═════ TEXT EXCERPT

Governor Michelle Lujan Grisham’s Interagency Climate Change Task Force, established in January 2019, reported that New Mexico produced more than 66 million metric tons of greenhouse gases (GHG) in 2018. Of our state’s GHG emissions, an estimated 31 percent is methane, the report said, while nationally it is just 10 percent.
Methane is about 25 times more potent as a GHG than carbon dioxide.
More than 60 percent of that methane released in New Mexico comes from oil and gas operations —which yield so much revenue for an otherwise impoverished state that almost no politicians dare to push hard for reduction of those fossil fuels.
Oil and gas operations here are projected to inject at least $7.9 billion into State coffers last fiscal year.
Even so, the task force reported, New Mexico’s total GHG emissions declined by 5 percent from 2005 to 2018, an improvement almost entirely due to Public Service Company of New Mexico’s closure of two coal-fired units of the San Juan Generating Station. The remaining units are to be closed in 2023.
“It is not hyperbole to suggest the stakes are higher than perhaps ever before in human history,” the governor wrote for the task force report’s introduction.
Still, New Mexico joined a multi-state organization to expand exports of natural gas. The increase in liquified natural gas, specifically for export to Asia, would benefit State coffers and local communities, the governor’s office said upon joining the Western States and Tribal Nations organization.

══════════
═════ INPUT DATA

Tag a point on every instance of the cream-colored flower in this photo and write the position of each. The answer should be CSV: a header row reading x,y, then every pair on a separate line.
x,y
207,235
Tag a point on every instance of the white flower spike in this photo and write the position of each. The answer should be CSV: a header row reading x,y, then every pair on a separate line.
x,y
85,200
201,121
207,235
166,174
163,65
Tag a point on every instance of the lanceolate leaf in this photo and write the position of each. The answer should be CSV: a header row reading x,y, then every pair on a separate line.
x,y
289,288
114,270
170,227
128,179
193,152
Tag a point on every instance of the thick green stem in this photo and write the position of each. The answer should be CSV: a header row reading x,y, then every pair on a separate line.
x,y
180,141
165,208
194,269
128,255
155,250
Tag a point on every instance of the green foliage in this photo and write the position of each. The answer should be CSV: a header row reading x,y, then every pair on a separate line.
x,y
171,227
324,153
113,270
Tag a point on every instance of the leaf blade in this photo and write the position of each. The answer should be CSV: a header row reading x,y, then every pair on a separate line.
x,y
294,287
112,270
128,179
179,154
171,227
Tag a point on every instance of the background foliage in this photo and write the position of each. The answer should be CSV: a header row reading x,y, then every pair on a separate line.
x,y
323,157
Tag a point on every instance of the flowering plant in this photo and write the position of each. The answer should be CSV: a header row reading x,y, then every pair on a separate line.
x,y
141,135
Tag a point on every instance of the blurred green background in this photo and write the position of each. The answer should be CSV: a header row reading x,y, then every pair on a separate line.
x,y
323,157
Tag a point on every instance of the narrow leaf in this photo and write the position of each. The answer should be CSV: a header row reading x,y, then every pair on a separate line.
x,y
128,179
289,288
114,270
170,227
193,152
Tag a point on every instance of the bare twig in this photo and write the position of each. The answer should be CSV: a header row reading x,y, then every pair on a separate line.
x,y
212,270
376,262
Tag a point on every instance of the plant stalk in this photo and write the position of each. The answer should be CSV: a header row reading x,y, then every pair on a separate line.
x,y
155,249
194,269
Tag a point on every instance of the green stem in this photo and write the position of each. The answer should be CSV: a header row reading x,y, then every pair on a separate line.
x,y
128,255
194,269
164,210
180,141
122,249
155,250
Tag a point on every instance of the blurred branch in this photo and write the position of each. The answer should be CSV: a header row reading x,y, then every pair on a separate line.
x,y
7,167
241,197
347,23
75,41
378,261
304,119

══════════

== TASK INSTRUCTIONS ==
Pick up the New Mexico greenhouse gas text where it ends and carry it on.

== REPLY TO THE TASK ==
Her administration asserted that New Mexico “is in the forefront of states taking ambitious climate action,” which includes a commitment for statewide reduction of GHG emissions by at least 45 percent by 2030 compared to 2005 levels.
Much of that is supposed to come from implementing the governor’s Executive Order 2013-003 and the N.M. Energy Transition Act.
In its conclusions section, the task force report promised “These policies, which include a methane emission reduction regulatory framework, an update to the state’s building codes, and electricity transmission corridors to transport our renewable electricity resources to market… are already beginning to come to fruition.
“This is only the beginning of our action,” the conclusion continued. “Over the next year, we will refine our policies, accelerate their implementation and acquire modeling data to demonstrate the success of our work.”
The State’s controversial Energy Transition Act is touted as “one of the most ambitious renewable energy and zero-carbon electricity standards in the United States.”
Among state government’s initiatives is a commitment to substantially increase its fleet of electric vehicles (EV), and to fund installation of EV charging stations. A goal was set that 75 percent of vehicles purchased by the State each year must be powered by alternative energy sources.
Transportation is the second largest source of GHG emissions in New Mexico.
“The State can spur clean vehicle adoption by incentivizing EV purchases, investing in charging infrastructure, requiring that a percentage of vehicles for sale be zero emission vehicles and regulating vehicle emissions,” the task force report noted.
New Mexico has already joined the Regional Electric Vehicle Plan for the West to create electric highway corridors throughout the intermountain West.
Another incentive with high potential is also underway: shifting to electric-powered school buses in school districts statewide.
Meanwhile, the steady increase in solar electric installations at New Mexico homes, institutions and businesses continues. In Corrales, more than four megawatts were already being generated by photovoltaic arrays two years ago. (See Corrales Comment Vol.XXXVIII No.4 April 6, 2019 “Solar Farm Expanse Will Soon Generate 2 Megawatts.”)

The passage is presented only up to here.